Exercise description ▸ In the cover letter tips, rewrite everything from "Cover Letters –" down to "in your team.", changing "weird and wonderful" to "odd and unusual".

Cover Letters – Prescriptive or not? – Top Evaluation Tips
Clients often tell us they struggle to evaluate and appraise Cover Letters effectively but nonetheless they are a common tool used in selecting new recruits. Tips on how to get the most out of this stage of recruitment.
Evaluating a Covering Letter
People write their CVs in all sorts of weird and wonderful formats, lend different weight to different aspects of their role and omit experience as irrelevant that might actually be extremely pertinent to the current situation in your team.
Covering letters can be a great tool for getting people to highlight specific experience that is relevant to the specific role you are recruiting for, allowing you to more fairly compare candidates. But as an arbitrarily applied tool covering letters can be extremely damaging to the recruitment process and may mean that you could miss out on someone with the potential to raise you above your competitors. What if your competitors don’t make the same mistake?
There is one central point to remember with covering letters, they are supposed to be a tool applied with a positive bias; you are looking for candidates that would have gone in the no pile on the basis of their CV to give you a reason to put them in the yes pile, not the other way around. During my years in recruitment I have learnt to give people a chance, because people who haven’t had a great CV and / or covering letter have walked into my office, blown me away and gone on to be some of the best hires my clients have ever made.
These are my three tips for making sure you give your next great hire every opportunity to WOW you;
Tip 1: You’re not looking to hire a professional “Covering Letter Writer”
Candidates have no idea what you’re looking for, what format you want it in or what you’re expecting to see. Unless you’re recruiting for a role where being psychic is an essential quality, be really clear about what you want and give candidates a fair chance of delivering the right information. If you want them to use each point in the person specification as a heading and then explain, using real world examples, how their experience matches this, then tell them that. If you want them to weave their experience and how it matches the person specification into an easy to follow narrative, then let them know. Applying for jobs is a skill in and of itself and the easier you make it, the more likely you are to see the best people shine through.
Tip 2: Don’t be too clinical
Think about how you want to score or assess your Covering Letters. Often clients choose to check off every item of a Person Specification against a Covering letter. Although if the competition is very tough this can in the end be a good way of whittling down potential interviewees it can often eliminate candidates who in fact would be very able in the role. The way I advise clients to approach this initially is to work out the three most important over-arching skills or experience areas that are absolutely essential to the delivery of this role. If a candidate meets them I would put them on the ‘yes’ pile and then if it is necessary to reduce that number further look through that list again alongside the more detailed Person Specification. As annoying as it is, candidates often fail to include examples against every single area of a Person Spec in a Covering Letter and will often focus on those they feel are most important. If someone has all the three important things you need and seems a little weaker on some of the lesser items, get them in and meet them, perhaps they’re an absolute superstar with one or two development points.
Tip 3: So important, I’m going to repeat myself
I really want to reiterate a point I touched on at the beginning, because I genuinely believe and have actually seen some of my clients miss out on people that were the best person for the role because they used covering letters too prescriptively.
I always try to keep in mind that covering letters are a rudimentary screening tool that makes sure that you don’t waste time interviewing people who will be totally irrelevant, but it shouldn’t be used as part of the interview process where only those who tick every box shall pass. Some of the best hires I have seen are people that have the core skills necessary for the role, but come from a slightly different background and bring a new perspective and a new way of doing particular things into the team.
By all means use the covering letter to make sure that you don’t invite any more ‘eccentric’ candidates into your office, but don’t be too heavy handed and risk screening out the best hire you might never make.

[Saved entries]
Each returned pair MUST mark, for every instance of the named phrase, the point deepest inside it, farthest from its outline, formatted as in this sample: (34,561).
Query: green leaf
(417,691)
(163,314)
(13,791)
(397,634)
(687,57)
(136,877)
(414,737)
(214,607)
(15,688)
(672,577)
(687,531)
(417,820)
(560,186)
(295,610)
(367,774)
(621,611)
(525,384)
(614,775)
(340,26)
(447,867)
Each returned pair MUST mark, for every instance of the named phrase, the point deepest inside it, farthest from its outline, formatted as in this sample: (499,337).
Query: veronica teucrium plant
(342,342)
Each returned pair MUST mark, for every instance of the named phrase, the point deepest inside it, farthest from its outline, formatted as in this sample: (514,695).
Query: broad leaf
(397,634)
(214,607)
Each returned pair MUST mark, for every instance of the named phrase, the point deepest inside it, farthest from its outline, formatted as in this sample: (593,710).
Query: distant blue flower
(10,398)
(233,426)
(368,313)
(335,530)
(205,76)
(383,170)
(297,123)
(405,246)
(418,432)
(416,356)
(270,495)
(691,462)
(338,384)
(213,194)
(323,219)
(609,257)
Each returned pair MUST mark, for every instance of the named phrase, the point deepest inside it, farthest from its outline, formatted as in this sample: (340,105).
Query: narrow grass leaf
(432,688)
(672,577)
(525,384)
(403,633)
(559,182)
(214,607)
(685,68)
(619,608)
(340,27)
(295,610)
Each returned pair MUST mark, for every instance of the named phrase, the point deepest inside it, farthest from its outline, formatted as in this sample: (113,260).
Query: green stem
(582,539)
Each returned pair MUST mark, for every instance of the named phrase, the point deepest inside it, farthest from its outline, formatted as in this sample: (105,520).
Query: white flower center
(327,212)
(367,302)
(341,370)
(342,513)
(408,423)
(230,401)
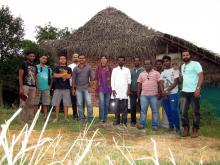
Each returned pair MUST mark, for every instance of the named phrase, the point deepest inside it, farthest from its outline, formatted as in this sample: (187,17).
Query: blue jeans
(170,106)
(84,96)
(104,99)
(145,102)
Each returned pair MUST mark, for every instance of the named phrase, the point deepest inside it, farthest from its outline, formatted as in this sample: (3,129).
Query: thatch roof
(113,33)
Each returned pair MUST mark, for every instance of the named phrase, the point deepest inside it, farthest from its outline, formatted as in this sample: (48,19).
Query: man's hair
(159,60)
(166,57)
(121,57)
(30,52)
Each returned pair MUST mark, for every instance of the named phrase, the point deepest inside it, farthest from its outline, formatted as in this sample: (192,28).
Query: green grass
(208,129)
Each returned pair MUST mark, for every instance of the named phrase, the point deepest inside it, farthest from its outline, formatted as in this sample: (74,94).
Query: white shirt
(119,81)
(168,76)
(72,66)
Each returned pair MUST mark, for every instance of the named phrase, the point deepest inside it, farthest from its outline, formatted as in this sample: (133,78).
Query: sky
(197,21)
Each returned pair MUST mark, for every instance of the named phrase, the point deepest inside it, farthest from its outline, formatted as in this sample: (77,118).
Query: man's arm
(199,85)
(21,84)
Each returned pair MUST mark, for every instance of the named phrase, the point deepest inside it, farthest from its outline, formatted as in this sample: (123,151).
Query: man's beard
(186,59)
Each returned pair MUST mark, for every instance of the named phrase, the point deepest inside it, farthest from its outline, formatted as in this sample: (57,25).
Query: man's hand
(114,93)
(73,92)
(21,90)
(128,92)
(197,93)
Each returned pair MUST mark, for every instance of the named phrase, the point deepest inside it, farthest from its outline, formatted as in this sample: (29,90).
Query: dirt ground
(134,144)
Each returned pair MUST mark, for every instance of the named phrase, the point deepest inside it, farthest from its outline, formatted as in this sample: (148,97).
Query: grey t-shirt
(82,76)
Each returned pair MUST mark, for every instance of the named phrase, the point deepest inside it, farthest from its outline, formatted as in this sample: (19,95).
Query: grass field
(106,144)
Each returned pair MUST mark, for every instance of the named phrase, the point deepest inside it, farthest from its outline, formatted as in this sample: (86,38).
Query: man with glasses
(192,74)
(44,75)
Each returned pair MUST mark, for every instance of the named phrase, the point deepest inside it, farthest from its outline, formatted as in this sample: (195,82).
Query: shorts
(43,96)
(61,94)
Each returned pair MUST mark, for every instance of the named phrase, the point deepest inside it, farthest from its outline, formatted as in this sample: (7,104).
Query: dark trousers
(122,108)
(188,97)
(74,106)
(134,103)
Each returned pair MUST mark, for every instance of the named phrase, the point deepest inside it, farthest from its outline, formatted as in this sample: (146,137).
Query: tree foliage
(49,32)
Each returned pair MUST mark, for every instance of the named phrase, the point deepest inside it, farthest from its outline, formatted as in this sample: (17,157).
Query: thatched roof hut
(112,33)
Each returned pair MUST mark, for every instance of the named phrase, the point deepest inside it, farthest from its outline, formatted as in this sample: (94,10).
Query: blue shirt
(190,73)
(42,77)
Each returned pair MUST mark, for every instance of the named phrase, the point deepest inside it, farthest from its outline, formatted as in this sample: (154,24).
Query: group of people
(152,85)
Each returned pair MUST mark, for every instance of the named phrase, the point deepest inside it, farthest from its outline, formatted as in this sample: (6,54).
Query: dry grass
(102,144)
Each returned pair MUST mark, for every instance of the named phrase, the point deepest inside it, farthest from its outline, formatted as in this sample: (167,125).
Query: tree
(49,32)
(11,34)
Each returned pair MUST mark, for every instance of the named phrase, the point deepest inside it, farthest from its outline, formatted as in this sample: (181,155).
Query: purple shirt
(104,83)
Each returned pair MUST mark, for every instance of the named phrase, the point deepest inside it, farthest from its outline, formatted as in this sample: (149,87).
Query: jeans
(188,97)
(104,99)
(122,108)
(170,106)
(84,96)
(134,102)
(145,102)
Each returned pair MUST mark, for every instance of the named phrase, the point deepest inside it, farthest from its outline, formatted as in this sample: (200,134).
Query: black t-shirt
(29,77)
(60,83)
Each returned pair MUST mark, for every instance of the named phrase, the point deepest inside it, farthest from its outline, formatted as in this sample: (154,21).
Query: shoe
(55,120)
(185,132)
(155,128)
(140,127)
(195,133)
(133,124)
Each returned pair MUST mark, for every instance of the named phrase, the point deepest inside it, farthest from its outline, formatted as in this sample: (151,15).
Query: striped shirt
(149,83)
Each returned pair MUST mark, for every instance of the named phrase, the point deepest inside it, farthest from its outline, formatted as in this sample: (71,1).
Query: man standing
(164,121)
(82,78)
(120,82)
(75,60)
(192,81)
(62,74)
(44,76)
(169,79)
(27,88)
(148,82)
(135,72)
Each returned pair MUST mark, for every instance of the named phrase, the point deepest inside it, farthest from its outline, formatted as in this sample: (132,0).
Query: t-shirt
(190,73)
(149,83)
(29,78)
(135,72)
(60,83)
(82,76)
(168,76)
(42,77)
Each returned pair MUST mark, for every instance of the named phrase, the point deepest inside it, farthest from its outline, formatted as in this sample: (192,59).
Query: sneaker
(155,128)
(55,120)
(140,127)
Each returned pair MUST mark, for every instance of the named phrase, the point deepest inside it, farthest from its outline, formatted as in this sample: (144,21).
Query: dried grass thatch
(111,32)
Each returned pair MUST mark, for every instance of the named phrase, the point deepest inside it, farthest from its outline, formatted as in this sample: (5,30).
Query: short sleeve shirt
(190,75)
(169,76)
(43,77)
(149,83)
(29,77)
(60,83)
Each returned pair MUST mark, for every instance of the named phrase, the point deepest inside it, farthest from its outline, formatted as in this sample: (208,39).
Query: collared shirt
(82,76)
(149,83)
(168,76)
(72,66)
(190,73)
(104,84)
(120,79)
(135,72)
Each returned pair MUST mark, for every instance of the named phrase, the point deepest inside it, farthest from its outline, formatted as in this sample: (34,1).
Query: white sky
(197,21)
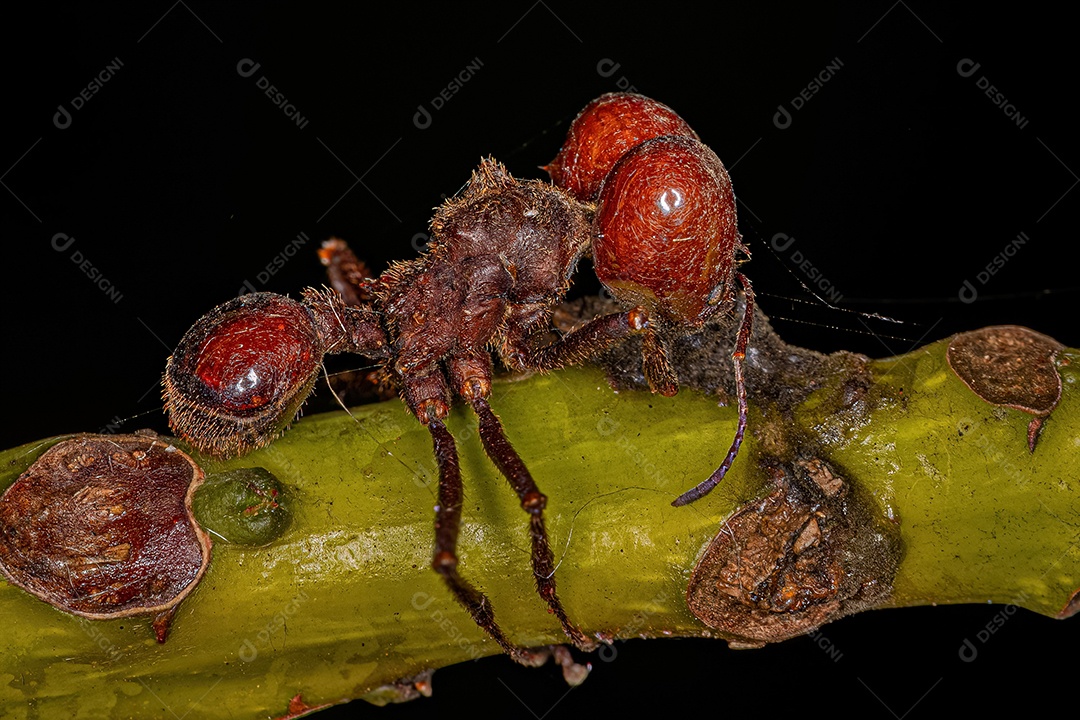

Response to the exercise ▸
Cover Letters – Prescriptive or not? – Top Evaluation Tips
Clients often tell us they struggle to evaluate and appraise Cover Letters effectively but nonetheless they are a common tool used in selecting new recruits. Tips on how to get the most out of this stage of recruitment.
Evaluating a Covering Letter
People write their CVs in all sorts of odd and unusual formats, lend different weight to different aspects of their role and omit experience as irrelevant that might actually be extremely pertinent to the current situation in your team.